# Is auto sales tax a common business deduction?



## CaptainToo (Dec 5, 2017)

So I am considering buying a replacement vehicle and wonder if the Massachusetts sales tax of $6.25% would be deductible as a common business expense in the year if purchase. I plan to use the standard mileage deduction for my other driving expenses, just not sure if sales tax can be a separate deduction. Anyone know?


----------



## UberBastid (Oct 1, 2016)

CaptainToo said:


> So I am considering buying a replacement vehicle and wonder if the Massachusetts sales tax of $6.25% would be deductible as a common business expense in the year if purchase. I plan to use the standard mileage deduction for my other driving expenses, just not sure if sales tax can be a separate deduction. Anyone know?


Tax laws have changed recently -- it was in all the news.
Check with your tax professional.


----------



## Older Chauffeur (Oct 16, 2014)

## WHAT YOU WILL DO
Please continue the forum thread on deducting auto sales tax from the point where it stops.

Location annotation dataset excerpts:

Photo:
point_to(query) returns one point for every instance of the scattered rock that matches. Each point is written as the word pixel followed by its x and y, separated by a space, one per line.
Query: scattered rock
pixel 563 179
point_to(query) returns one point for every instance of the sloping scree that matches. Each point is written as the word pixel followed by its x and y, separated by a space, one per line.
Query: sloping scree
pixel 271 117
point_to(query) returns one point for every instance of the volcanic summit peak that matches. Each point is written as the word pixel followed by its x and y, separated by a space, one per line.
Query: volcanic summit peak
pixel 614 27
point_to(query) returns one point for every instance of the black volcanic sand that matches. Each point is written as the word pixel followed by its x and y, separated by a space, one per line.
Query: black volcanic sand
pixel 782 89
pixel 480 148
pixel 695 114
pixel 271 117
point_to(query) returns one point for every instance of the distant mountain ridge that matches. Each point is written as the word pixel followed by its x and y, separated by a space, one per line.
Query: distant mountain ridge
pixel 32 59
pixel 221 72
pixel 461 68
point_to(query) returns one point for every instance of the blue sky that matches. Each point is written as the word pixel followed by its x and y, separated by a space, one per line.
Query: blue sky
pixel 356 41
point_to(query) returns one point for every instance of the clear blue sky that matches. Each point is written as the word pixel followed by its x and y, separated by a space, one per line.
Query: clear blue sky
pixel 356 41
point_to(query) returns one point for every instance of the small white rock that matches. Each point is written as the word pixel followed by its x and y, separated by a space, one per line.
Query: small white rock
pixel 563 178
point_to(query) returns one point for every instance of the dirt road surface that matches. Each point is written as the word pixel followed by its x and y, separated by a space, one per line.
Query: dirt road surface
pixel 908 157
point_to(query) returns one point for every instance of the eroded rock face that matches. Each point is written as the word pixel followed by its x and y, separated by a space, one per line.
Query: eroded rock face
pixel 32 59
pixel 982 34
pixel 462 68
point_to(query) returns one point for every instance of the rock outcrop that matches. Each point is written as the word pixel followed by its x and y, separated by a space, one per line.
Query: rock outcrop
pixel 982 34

## WRITTEN ANSWER
^^^^ This. It looks like the personal deduction for state property, sales and income taxes will be capped at $10,000. I don't know if it will be different for a business like ridesharing, but you're supposed to be able to deduct 20% as a small business operator, so the sales tax deduction issue may be moot. Add that to the mileage and a lot of drivers are going to be showing little or no profit.

Disclosure: I'm not a tax professional.


----------



## UberTaxPro (Oct 3, 2014)

CaptainToo said:


> So I am considering buying a replacement vehicle and wonder if the Massachusetts sales tax of $6.25% would be deductible as a common business expense in the year if purchase. I plan to use the standard mileage deduction for my other driving expenses, just not sure if sales tax can be a separate deduction. Anyone know?


Not if your using SMR for your vehicle deduction.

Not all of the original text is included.